Items listed in a dataset
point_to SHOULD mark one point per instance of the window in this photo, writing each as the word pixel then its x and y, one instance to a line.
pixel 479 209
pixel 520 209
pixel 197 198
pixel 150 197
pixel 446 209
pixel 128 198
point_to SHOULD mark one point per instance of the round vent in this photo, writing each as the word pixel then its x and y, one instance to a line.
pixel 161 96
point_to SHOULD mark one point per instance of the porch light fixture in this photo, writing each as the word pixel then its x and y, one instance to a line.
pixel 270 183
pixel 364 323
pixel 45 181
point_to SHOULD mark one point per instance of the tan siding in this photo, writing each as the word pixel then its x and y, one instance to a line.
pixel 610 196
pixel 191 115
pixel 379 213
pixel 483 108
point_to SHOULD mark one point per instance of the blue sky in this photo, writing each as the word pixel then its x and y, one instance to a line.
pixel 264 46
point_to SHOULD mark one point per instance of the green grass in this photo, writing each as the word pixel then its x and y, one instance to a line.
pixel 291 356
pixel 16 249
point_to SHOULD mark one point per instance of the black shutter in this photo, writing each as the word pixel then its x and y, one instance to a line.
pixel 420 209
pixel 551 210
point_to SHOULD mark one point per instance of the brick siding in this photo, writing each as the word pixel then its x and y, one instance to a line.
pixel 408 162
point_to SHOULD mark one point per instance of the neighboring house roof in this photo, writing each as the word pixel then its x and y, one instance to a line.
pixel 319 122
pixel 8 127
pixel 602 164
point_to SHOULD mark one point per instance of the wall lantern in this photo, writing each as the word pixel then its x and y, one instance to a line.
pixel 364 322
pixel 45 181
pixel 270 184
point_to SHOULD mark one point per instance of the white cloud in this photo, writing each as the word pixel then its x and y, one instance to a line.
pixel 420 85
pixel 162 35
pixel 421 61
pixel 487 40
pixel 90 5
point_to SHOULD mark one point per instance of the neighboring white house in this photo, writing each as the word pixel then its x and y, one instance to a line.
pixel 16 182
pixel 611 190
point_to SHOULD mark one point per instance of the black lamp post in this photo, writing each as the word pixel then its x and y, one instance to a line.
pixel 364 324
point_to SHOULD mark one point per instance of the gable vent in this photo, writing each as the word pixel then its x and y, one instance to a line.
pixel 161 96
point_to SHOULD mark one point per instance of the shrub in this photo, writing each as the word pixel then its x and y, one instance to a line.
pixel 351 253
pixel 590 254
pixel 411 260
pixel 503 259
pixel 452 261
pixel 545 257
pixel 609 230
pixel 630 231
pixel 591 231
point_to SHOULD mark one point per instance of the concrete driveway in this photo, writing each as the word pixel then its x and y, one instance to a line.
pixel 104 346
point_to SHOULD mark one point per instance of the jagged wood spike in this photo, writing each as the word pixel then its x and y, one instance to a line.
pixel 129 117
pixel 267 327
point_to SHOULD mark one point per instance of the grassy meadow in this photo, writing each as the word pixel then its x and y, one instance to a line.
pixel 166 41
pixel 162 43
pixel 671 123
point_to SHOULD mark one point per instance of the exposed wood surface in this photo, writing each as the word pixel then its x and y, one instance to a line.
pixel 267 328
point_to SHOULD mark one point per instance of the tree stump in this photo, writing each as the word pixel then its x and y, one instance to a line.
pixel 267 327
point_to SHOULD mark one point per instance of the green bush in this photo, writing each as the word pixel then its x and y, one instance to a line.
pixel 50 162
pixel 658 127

**WORK ITEM:**
Every entry above has to be returned exactly as written.

**EXERCISE RESPONSE:**
point_to SHOULD mark one point per instance of the window in this photo, writing each as the word pixel then its x and y, one instance to a line.
pixel 479 209
pixel 520 209
pixel 197 198
pixel 150 197
pixel 446 209
pixel 128 198
point_to SHOULD mark one point per instance of the round vent in this photo, writing each as the word pixel then its x and y, one instance to a line.
pixel 161 96
point_to SHOULD mark one point per instance of the porch light fixture in this photo, writing each as the word pixel then its x and y, one instance to a line.
pixel 270 183
pixel 364 323
pixel 45 181
point_to SHOULD mark one point per instance of the tan siding in this photo, writing each as the word pixel then its x and y, one instance to a line.
pixel 610 196
pixel 191 115
pixel 379 213
pixel 483 108
point_to SHOULD mark one point per instance of the blue sky in this photo, writing each as the word pixel then its x and y, one instance to a line.
pixel 264 46
point_to SHOULD mark one point per instance of the green grass in this photo, writing each as the word pixel then its x and y, one instance to a line.
pixel 291 356
pixel 16 249
point_to SHOULD mark one point per instance of the black shutter in this photo, writing each as the word pixel then its x and y, one instance to a line.
pixel 420 209
pixel 551 210
point_to SHOULD mark one point per instance of the brick siding in this photo, writing each as the word pixel then its x and y, one instance to a line.
pixel 408 162
point_to SHOULD mark one point per instance of the neighboring house roof in this photo, writing each as the word pixel then its x and y, one instance to a line.
pixel 319 122
pixel 8 127
pixel 602 164
point_to SHOULD mark one point per instance of the wall lantern in this photo, writing each as the word pixel then its x and y, one instance to a line.
pixel 364 322
pixel 45 181
pixel 270 184
point_to SHOULD mark one point per instance of the white cloud in this photo, writing each as the word pixel then its x and y, one instance to a line.
pixel 420 85
pixel 162 35
pixel 421 61
pixel 487 40
pixel 90 5
point_to SHOULD mark one point per instance of the neighboring white house in this photo, writing each as the word pixel then its x and y, one instance to a line.
pixel 16 182
pixel 611 190
point_to SHOULD mark one point per instance of the black lamp post in this photo, writing each as the word pixel then its x and y, one instance to a line.
pixel 364 324
point_to SHOULD mark one point per instance of the gable vent in this photo, writing each as the word pixel then its x and y, one instance to a line.
pixel 161 96
point_to SHOULD mark one point per instance of the shrub in this photo, writing each as the word pixel then its x and y, one instance to a line.
pixel 351 253
pixel 590 254
pixel 411 260
pixel 503 259
pixel 452 261
pixel 545 257
pixel 609 230
pixel 630 231
pixel 591 231
point_to SHOULD mark one point per instance of the concrete driveway in this photo, writing each as the word pixel then its x and y, one instance to a line.
pixel 104 346
point_to SHOULD mark one point per instance of the jagged wood spike in this photo, writing each as the word pixel then its x and y, one instance to a line.
pixel 129 117
pixel 267 327
point_to SHOULD mark one point per instance of the grassy meadow in this photo, writing each as the word pixel then its x and y, one instance to a line.
pixel 166 41
pixel 162 43
pixel 671 123
point_to SHOULD mark one point per instance of the exposed wood surface in this photo, writing each as the word pixel then its x and y, one instance to a line.
pixel 267 328
point_to SHOULD mark one point per instance of the tree stump in this photo, writing each as the word pixel then its x and y, one instance to a line.
pixel 267 327
point_to SHOULD mark one point per instance of the green bush in this photo, writing each as the word pixel then its x and y, one instance to a line.
pixel 50 162
pixel 658 127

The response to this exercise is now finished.